WORK REQUIRED => Pictures do not belong in the copy; quote every entry below exactly.

Excerpts of pointing data
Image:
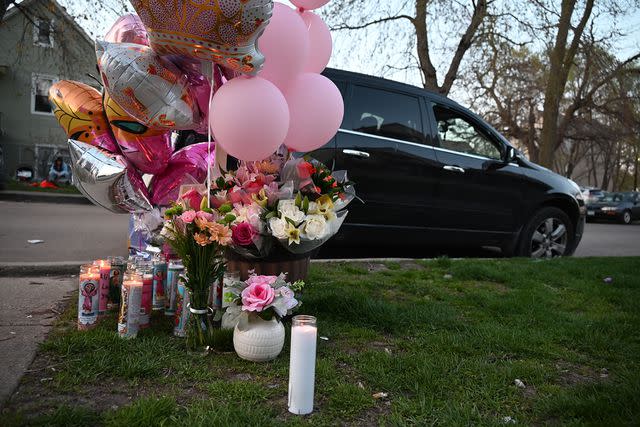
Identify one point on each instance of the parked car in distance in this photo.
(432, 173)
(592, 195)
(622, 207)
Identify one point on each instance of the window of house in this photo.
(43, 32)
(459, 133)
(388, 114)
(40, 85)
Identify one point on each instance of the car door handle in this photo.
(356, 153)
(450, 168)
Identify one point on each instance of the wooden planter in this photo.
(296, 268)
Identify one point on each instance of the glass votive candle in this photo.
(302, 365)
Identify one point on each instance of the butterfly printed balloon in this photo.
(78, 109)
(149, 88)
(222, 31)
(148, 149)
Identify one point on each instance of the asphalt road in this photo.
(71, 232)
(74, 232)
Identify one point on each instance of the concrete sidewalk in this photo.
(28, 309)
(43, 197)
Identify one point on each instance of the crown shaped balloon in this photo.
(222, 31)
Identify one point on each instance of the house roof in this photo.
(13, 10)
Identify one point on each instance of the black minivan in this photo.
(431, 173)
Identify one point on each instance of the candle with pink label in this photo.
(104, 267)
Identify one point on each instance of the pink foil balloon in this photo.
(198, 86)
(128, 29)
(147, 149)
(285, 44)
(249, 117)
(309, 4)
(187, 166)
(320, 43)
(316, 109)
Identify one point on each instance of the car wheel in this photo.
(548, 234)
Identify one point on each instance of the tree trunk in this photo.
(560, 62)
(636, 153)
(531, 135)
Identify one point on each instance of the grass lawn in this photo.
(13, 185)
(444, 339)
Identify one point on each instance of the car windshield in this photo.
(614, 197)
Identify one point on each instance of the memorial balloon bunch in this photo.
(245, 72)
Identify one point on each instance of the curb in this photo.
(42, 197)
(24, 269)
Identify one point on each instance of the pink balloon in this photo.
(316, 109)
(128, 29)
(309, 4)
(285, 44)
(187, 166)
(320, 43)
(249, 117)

RESULT OF THIS TASK =>
Image:
Identify one point on each instance of the parked car in distance in this photo.
(432, 173)
(592, 195)
(622, 207)
Identify one point on each instance of the window of house in this photo.
(43, 32)
(459, 133)
(388, 114)
(40, 85)
Identify one point on each instance of the car door handle in this photo.
(356, 153)
(450, 168)
Identify one point on each instance of the wooden planter in this photo.
(296, 268)
Identify one point on each instance of the glass votive candle in this photo.
(302, 365)
Identify one point on each instance of the butterfly printed balloon in this photo.
(78, 109)
(149, 88)
(222, 31)
(148, 149)
Identify one point on each instance of the asphalt road in this photo.
(71, 232)
(74, 232)
Identify one point on each instance of the concrete sidewalk in this photo.
(28, 309)
(43, 197)
Identify one point on each instance of the crown shaped balloon in this photo.
(222, 31)
Identify one point on each instance of the house roof in this photo.
(13, 10)
Identify one point on each instance of the black minivan in this photo.
(431, 173)
Identify one point on each instance of the candle with pink label in this photo.
(104, 267)
Identify one point on each instance of the pink foil balloon in this photo.
(198, 86)
(128, 29)
(147, 149)
(285, 44)
(249, 117)
(309, 4)
(187, 166)
(320, 43)
(316, 109)
Identify one point on each instance of the car wheel in this photo.
(548, 234)
Identify one point on each instance of the tree trunk in this photo.
(560, 62)
(636, 153)
(531, 135)
Identify one point on each instance of the grass lawn in this photo.
(13, 185)
(444, 339)
Identify one point on each instance of the car windshield in this photo.
(614, 197)
Identify one point on each instance of the memorial balloon bunch in this photo.
(245, 72)
Identify one point on each instance of the curb in this photo.
(42, 197)
(24, 269)
Identify one point on each instance of the pink balloon in this photo.
(316, 109)
(128, 29)
(309, 4)
(285, 44)
(187, 166)
(320, 43)
(249, 117)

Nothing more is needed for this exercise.